Supplied material:
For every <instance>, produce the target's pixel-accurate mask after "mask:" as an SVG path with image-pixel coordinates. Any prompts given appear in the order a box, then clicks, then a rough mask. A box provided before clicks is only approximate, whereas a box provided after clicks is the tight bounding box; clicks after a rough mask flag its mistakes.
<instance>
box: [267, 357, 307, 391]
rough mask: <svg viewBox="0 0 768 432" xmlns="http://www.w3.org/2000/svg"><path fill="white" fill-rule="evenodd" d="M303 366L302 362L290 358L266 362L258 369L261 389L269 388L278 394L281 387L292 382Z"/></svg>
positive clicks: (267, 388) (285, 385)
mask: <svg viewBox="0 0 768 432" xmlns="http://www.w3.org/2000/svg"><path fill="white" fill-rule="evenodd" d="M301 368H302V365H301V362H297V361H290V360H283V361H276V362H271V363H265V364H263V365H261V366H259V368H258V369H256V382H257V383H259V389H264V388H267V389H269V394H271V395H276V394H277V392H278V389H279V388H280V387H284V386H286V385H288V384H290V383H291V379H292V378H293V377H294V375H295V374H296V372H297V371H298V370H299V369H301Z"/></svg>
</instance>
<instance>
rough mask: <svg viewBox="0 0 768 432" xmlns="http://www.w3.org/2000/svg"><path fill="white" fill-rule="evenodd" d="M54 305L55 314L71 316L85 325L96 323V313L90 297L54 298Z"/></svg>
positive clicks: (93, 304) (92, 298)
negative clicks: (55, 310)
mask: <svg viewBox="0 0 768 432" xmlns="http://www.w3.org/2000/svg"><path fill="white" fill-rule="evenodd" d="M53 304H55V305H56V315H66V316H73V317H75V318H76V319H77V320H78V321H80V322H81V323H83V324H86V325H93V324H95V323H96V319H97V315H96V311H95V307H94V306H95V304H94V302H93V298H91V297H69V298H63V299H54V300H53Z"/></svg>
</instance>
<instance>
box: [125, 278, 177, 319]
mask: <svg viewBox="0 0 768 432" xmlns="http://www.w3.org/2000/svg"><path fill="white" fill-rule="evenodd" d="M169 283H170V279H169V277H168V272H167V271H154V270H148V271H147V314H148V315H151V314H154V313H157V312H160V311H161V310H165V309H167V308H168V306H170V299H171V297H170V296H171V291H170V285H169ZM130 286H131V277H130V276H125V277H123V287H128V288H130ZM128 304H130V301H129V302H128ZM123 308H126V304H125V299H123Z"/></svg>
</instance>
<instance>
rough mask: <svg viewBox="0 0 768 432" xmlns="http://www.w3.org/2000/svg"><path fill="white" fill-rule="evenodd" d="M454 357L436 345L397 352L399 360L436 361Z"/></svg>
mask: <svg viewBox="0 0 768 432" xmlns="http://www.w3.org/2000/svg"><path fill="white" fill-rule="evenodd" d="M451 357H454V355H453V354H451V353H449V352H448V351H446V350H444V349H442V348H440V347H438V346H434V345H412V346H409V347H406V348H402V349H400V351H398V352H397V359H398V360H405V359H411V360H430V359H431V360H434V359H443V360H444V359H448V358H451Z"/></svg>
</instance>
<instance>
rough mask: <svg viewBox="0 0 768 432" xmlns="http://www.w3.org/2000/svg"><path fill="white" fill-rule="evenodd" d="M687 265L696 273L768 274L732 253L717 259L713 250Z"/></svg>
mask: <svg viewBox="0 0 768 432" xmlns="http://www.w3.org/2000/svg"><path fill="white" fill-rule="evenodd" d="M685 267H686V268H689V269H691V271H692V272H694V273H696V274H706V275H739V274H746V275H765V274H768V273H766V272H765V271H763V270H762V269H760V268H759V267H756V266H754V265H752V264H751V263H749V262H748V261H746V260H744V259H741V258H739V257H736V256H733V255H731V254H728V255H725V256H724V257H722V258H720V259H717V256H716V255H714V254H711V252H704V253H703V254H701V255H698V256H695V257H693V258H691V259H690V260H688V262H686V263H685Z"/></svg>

The task: Retype, exactly as written, everything from the first line of the data above through the line containing "366L302 362L290 358L266". Nothing else should appear.

Your response:
For every <instance>, produce the target's pixel-accurate mask after "mask:" as an SVG path with image-pixel coordinates. Any prompts given appear in the order a box, then clicks, then a rough mask. A box provided before clicks is only approximate, whereas a box provided after clicks is the tight bounding box; clicks after a rough mask flag its mistakes.
<instance>
box: [267, 357, 307, 391]
rough mask: <svg viewBox="0 0 768 432" xmlns="http://www.w3.org/2000/svg"><path fill="white" fill-rule="evenodd" d="M303 366L302 362L290 358L266 362L258 369L261 389L269 388L278 394L281 387L292 382Z"/></svg>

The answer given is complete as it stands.